Point-per-instance localization data

---*---

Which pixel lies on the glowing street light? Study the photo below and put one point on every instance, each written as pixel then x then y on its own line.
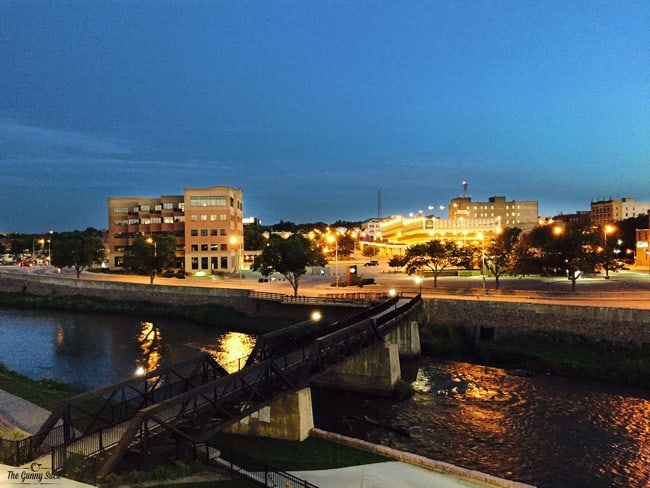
pixel 234 241
pixel 608 229
pixel 482 237
pixel 151 240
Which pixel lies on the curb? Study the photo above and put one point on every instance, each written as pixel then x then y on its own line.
pixel 417 460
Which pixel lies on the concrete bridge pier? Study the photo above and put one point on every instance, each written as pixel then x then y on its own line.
pixel 407 338
pixel 289 417
pixel 374 370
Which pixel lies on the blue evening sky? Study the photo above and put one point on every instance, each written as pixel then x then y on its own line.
pixel 313 106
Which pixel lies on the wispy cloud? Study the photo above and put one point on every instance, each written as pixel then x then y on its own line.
pixel 18 135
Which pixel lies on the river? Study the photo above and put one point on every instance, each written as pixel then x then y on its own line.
pixel 539 429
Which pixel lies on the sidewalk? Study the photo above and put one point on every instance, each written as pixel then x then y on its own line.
pixel 28 417
pixel 392 474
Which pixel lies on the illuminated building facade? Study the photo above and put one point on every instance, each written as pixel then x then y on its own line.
pixel 642 257
pixel 207 223
pixel 406 231
pixel 608 211
pixel 522 214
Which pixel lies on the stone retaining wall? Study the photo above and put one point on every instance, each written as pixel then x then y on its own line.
pixel 615 324
pixel 420 461
pixel 234 298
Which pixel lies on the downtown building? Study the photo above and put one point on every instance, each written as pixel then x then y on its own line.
pixel 207 223
pixel 523 214
pixel 469 223
pixel 614 210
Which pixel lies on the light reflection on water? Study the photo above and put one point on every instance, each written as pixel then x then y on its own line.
pixel 542 430
pixel 91 351
pixel 230 350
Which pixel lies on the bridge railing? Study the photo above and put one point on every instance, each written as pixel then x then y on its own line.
pixel 207 408
pixel 357 299
pixel 254 469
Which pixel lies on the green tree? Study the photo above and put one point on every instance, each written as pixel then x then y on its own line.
pixel 289 257
pixel 78 250
pixel 434 255
pixel 151 254
pixel 370 251
pixel 498 255
pixel 398 261
pixel 254 237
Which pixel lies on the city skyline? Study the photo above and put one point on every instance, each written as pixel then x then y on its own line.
pixel 312 108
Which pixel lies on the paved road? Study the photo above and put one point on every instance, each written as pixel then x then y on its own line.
pixel 626 289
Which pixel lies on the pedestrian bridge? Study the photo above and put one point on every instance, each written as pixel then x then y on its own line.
pixel 172 411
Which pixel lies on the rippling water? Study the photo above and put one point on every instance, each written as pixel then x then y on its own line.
pixel 542 430
pixel 95 350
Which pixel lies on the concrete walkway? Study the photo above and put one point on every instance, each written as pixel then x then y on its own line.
pixel 21 413
pixel 392 474
pixel 29 418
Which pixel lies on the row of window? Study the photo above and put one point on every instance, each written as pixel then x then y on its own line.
pixel 206 217
pixel 212 262
pixel 149 220
pixel 208 247
pixel 210 201
pixel 147 208
pixel 206 232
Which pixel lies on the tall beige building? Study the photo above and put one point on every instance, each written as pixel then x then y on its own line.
pixel 523 214
pixel 614 210
pixel 207 223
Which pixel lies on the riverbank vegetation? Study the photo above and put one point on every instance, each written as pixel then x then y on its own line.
pixel 558 353
pixel 44 393
pixel 209 315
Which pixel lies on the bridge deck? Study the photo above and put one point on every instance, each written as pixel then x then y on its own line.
pixel 177 407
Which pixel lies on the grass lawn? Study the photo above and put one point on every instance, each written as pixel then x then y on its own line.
pixel 311 454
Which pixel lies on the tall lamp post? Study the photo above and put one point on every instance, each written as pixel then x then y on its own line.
pixel 234 241
pixel 482 237
pixel 49 246
pixel 330 239
pixel 607 229
pixel 151 240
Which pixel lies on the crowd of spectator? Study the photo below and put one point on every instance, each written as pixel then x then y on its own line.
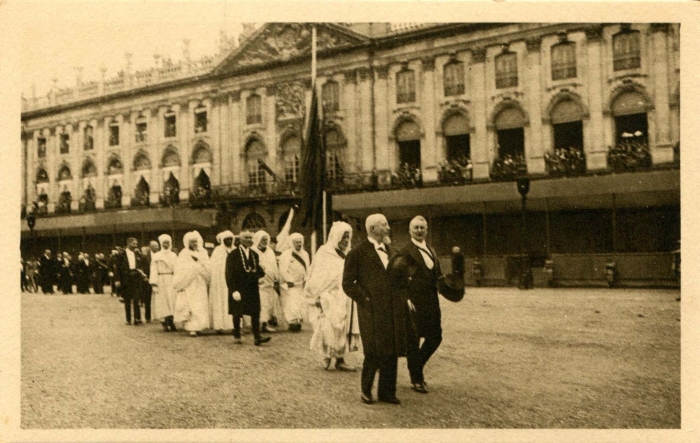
pixel 629 155
pixel 566 161
pixel 455 170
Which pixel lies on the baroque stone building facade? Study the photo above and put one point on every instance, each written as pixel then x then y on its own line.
pixel 431 118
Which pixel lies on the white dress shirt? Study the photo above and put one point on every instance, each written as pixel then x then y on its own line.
pixel 383 253
pixel 425 252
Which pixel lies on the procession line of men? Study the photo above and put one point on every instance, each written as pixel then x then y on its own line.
pixel 385 299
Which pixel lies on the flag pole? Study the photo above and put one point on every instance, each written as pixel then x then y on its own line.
pixel 314 239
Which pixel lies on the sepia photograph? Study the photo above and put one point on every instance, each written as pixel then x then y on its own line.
pixel 243 223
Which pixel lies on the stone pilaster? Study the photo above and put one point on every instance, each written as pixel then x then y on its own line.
pixel 533 83
pixel 663 151
pixel 595 146
pixel 480 156
pixel 425 82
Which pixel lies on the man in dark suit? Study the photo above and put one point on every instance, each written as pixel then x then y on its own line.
pixel 381 311
pixel 243 271
pixel 129 276
pixel 423 302
pixel 47 271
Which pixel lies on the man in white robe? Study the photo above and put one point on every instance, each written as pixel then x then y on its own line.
pixel 267 284
pixel 161 280
pixel 218 290
pixel 294 263
pixel 191 282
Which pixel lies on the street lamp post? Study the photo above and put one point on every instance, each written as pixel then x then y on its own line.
pixel 525 277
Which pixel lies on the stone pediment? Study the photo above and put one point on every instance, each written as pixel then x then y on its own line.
pixel 283 42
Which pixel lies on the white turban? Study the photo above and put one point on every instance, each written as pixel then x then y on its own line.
pixel 222 235
pixel 193 235
pixel 165 237
pixel 258 236
pixel 296 236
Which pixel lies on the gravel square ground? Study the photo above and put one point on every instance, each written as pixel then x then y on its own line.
pixel 545 358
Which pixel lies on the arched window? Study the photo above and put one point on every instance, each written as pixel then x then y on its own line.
pixel 171 191
pixel 457 142
pixel 626 50
pixel 409 168
pixel 405 86
pixel 291 152
pixel 64 174
pixel 88 141
pixel 141 193
pixel 142 163
pixel 563 61
pixel 507 70
pixel 253 110
pixel 115 167
pixel 202 186
pixel 331 96
pixel 170 158
pixel 201 154
pixel 335 143
pixel 453 78
pixel 567 130
pixel 256 174
pixel 254 222
pixel 89 169
pixel 141 132
pixel 200 120
pixel 510 136
pixel 42 176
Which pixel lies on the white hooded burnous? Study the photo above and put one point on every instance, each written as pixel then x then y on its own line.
pixel 293 266
pixel 268 293
pixel 332 313
pixel 161 280
pixel 191 281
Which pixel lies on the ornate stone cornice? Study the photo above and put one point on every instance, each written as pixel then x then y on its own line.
pixel 660 27
pixel 350 76
pixel 533 44
pixel 382 72
pixel 364 73
pixel 594 33
pixel 478 55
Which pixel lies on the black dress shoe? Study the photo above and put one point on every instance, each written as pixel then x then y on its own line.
pixel 262 340
pixel 392 400
pixel 419 387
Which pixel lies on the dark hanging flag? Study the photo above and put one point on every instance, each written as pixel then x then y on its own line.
pixel 313 166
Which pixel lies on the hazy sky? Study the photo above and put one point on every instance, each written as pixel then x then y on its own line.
pixel 59 36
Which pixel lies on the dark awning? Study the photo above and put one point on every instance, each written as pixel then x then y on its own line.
pixel 128 220
pixel 630 190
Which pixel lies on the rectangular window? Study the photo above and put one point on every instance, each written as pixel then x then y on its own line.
pixel 200 121
pixel 291 169
pixel 507 70
pixel 563 61
pixel 253 110
pixel 256 174
pixel 331 97
pixel 114 135
pixel 65 143
pixel 170 128
pixel 454 79
pixel 405 87
pixel 626 51
pixel 141 132
pixel 41 148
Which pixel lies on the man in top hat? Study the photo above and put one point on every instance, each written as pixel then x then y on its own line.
pixel 422 294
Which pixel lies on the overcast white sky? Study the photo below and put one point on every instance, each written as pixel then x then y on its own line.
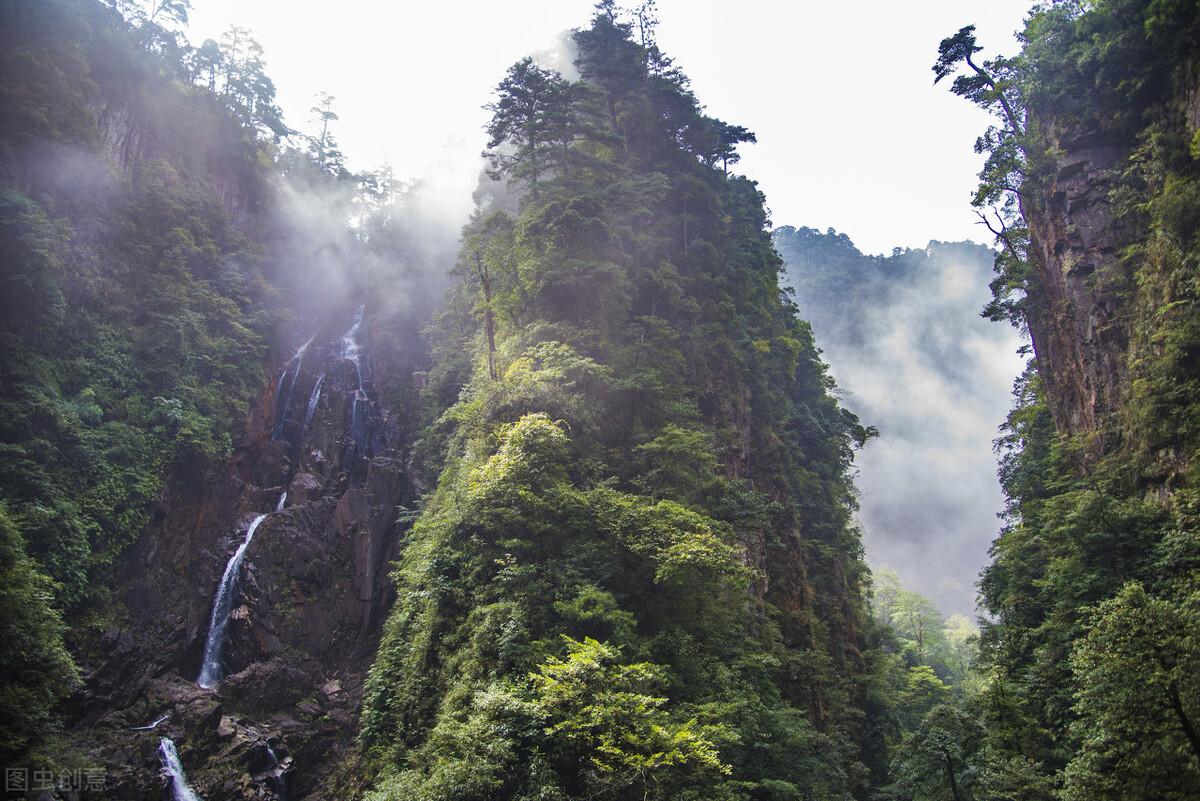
pixel 851 131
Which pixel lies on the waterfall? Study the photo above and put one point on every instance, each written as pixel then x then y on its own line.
pixel 312 401
pixel 210 668
pixel 151 727
pixel 282 403
pixel 179 788
pixel 277 783
pixel 353 351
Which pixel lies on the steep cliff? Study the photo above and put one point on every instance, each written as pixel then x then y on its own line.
pixel 637 576
pixel 1092 185
pixel 324 462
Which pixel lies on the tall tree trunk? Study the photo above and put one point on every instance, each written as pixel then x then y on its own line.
pixel 489 319
pixel 1185 721
pixel 949 775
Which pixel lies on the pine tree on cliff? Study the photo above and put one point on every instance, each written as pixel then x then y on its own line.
pixel 636 577
pixel 1092 188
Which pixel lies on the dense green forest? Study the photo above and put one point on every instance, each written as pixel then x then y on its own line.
pixel 588 528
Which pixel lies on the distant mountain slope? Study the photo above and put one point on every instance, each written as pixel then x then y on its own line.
pixel 904 338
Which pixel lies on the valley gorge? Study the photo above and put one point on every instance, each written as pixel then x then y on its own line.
pixel 312 492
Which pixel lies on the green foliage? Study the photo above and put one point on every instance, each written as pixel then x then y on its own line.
pixel 604 712
pixel 35 668
pixel 637 577
pixel 1096 562
pixel 132 307
pixel 1138 698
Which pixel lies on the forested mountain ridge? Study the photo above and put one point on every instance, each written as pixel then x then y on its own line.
pixel 184 361
pixel 268 530
pixel 904 339
pixel 637 576
pixel 133 320
pixel 1091 650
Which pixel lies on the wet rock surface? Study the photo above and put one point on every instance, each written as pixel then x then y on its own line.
pixel 304 622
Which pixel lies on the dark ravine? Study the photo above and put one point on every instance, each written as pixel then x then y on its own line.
pixel 306 614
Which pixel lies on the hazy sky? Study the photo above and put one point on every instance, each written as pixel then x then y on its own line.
pixel 851 131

---*---

REQUIRED ACTION. Using the entries above, restate word for word every line from the one that contains "Which pixel lies on the wet" through the last.

RESPONSE.
Which pixel lies on the wet rock surface? Study the photo above and put one point on every instance, each written as pixel then x then y on its own line.
pixel 304 622
Which pixel lies on the dark ravine? Study the photo above and put one point on every instance, each written as pixel then x then y on its own line.
pixel 306 614
Which pixel lies on the hazy sky? Study the photo above and put one point on every instance, each written as pixel then x then y on its own line.
pixel 851 131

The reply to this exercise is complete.